**Brano fornito**.
UNA FINESTRA SULLA NATURA 3) L'anello non manca

di LUIGI EPOMICENO*

Sebbene ogni animale, piccolo o grande, bello o brutto, che cammini, che nuoti o che voli, sia in grado di suscitare emozioni, uno in particolare, anzi una specie, occupa una posizione di privilegio. 

Molti dei quesiti che i pensatori solitari, nel buio notturno e con lo sguardo all’insù, si ponevano, nel tempo hanno trovato risposta. La mente umana ha potuto sviluppare conoscenza e con essa tecnologia capace di risolvere molti interrogativi ma anche di porne altrettanti.

Il viaggio interminabile di Voyager I e II ne è un esempio.

Eppure c’è un mistero sotto i nostri occhi, o forse solo sotto i miei, che affascina.

La ricerca di quell’anello mancante tra Pippi, Susy, Edy o ancora Bingo e me.

**Dati forniti**.
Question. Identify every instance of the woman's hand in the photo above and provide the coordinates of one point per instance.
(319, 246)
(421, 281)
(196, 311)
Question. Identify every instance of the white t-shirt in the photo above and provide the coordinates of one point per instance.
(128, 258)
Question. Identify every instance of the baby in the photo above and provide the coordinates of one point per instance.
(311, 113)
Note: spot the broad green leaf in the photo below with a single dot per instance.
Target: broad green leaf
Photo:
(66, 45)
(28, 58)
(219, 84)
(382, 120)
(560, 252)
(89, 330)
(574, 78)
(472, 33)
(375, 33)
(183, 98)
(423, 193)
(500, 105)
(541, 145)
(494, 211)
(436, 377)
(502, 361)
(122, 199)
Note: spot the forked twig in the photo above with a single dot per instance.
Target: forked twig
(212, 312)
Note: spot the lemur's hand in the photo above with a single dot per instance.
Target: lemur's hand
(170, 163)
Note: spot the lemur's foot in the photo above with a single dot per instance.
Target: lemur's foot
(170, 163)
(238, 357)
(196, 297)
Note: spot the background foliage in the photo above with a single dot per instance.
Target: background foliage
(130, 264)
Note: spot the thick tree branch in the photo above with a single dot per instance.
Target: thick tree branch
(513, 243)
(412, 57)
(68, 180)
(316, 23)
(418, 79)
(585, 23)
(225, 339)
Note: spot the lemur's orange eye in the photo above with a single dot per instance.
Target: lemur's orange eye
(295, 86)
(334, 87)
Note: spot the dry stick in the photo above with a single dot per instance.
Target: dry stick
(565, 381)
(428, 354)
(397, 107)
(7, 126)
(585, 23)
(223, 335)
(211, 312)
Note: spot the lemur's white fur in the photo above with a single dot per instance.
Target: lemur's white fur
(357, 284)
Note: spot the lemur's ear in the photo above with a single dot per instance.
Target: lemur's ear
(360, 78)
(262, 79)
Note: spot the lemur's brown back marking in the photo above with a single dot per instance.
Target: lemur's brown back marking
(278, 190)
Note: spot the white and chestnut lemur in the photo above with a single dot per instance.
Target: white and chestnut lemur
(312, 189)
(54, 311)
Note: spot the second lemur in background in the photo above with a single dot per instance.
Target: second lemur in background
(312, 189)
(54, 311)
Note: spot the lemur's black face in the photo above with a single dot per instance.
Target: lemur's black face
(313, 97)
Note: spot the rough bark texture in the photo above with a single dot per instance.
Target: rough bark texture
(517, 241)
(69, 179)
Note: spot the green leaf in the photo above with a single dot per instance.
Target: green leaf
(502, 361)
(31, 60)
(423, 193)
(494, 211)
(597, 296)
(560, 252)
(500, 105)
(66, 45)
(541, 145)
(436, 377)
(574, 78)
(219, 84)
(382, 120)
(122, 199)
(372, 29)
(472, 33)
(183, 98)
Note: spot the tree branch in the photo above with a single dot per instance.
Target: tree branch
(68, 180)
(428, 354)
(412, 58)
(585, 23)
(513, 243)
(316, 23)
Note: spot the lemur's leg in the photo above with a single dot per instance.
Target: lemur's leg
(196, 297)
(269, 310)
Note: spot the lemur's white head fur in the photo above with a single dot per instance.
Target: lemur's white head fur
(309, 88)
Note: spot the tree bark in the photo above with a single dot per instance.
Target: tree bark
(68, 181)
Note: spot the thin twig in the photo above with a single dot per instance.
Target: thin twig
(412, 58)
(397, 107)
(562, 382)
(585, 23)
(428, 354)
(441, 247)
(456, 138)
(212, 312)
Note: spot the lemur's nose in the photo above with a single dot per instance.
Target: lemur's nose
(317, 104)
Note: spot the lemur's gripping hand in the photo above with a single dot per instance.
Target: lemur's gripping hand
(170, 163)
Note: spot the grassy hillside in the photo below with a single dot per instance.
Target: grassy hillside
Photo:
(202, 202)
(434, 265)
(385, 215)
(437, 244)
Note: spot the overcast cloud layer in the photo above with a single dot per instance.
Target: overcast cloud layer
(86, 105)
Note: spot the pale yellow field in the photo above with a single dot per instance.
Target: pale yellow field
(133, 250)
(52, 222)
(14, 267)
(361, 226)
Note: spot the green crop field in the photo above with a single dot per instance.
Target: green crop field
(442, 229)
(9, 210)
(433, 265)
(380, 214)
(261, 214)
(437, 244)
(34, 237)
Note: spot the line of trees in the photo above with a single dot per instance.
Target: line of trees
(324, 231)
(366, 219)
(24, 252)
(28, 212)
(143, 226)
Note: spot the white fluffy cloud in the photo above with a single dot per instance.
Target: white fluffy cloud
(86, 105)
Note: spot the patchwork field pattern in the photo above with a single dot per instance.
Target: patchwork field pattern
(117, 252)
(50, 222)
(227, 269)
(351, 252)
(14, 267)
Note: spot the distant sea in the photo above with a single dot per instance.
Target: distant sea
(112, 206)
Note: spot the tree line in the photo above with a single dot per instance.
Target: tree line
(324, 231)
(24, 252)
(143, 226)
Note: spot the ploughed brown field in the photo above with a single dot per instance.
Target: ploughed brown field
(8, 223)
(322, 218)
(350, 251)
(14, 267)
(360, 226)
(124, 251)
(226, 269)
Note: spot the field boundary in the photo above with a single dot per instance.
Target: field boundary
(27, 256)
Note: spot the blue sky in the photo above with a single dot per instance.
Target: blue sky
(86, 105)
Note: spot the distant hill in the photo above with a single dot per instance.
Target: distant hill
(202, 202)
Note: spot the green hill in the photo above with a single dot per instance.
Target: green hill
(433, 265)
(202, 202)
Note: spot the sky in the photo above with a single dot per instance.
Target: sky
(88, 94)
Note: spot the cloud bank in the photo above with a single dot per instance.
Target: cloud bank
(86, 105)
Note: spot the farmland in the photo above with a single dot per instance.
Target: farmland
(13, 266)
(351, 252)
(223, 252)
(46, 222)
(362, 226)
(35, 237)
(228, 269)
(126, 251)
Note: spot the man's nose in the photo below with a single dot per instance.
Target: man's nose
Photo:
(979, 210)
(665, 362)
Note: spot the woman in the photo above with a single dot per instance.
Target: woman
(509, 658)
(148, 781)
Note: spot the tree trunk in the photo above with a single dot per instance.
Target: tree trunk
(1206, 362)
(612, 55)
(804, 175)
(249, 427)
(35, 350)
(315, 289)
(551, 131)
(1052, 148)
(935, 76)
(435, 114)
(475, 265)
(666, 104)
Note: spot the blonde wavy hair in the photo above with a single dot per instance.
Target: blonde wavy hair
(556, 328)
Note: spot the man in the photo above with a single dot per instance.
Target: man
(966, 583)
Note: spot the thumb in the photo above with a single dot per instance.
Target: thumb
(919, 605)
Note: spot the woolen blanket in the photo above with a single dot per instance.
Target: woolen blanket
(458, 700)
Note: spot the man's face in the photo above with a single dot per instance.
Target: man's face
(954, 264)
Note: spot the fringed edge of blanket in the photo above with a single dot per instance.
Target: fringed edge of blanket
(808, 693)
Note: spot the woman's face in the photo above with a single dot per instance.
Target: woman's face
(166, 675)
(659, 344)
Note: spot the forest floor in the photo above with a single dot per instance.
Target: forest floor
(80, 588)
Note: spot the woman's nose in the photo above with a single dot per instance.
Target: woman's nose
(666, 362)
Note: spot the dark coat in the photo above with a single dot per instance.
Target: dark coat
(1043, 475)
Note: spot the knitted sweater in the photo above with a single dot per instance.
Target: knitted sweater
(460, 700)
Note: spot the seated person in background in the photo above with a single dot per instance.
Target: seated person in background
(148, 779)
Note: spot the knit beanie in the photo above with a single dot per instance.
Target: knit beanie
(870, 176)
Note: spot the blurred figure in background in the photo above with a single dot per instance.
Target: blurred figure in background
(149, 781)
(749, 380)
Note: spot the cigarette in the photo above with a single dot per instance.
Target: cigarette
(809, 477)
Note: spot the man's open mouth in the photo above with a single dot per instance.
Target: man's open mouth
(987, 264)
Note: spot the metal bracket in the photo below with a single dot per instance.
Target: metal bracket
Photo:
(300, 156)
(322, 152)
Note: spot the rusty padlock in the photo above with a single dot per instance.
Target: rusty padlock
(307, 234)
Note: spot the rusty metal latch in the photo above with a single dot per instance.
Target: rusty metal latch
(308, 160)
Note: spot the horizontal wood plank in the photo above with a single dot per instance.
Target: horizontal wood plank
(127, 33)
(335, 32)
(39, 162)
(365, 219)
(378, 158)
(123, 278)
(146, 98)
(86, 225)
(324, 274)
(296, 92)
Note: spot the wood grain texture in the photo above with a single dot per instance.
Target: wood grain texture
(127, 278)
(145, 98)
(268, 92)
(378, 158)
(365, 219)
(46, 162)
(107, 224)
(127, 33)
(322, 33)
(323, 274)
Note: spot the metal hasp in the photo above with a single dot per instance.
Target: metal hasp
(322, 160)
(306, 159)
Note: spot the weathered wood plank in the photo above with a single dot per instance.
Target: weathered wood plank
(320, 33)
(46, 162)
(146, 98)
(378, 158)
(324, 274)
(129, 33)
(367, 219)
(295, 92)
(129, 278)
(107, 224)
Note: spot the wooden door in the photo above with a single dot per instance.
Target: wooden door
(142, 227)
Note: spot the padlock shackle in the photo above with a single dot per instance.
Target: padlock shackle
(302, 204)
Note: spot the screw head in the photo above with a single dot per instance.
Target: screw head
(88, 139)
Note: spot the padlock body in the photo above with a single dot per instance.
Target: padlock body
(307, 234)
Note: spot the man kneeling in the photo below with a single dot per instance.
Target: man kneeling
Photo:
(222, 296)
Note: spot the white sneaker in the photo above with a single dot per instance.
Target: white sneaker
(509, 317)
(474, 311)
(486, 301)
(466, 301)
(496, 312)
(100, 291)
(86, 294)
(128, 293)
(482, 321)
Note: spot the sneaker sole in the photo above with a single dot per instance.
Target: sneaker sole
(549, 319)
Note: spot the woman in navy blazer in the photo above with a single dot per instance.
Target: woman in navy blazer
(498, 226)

**Compito breve**. Riscrivi in forma più concisa il paragrafo del brano che comincia con «Molti dei quesiti», conservandone i fatti principali. Le righe provengono da un'altra fonte.

**La risposta**. Col tempo molte domande dei pensatori che osservavano il cielo notturno hanno trovato risposta. La conoscenza umana ha prodotto una tecnologia che risolve molti interrogativi ma ne pone altrettanti.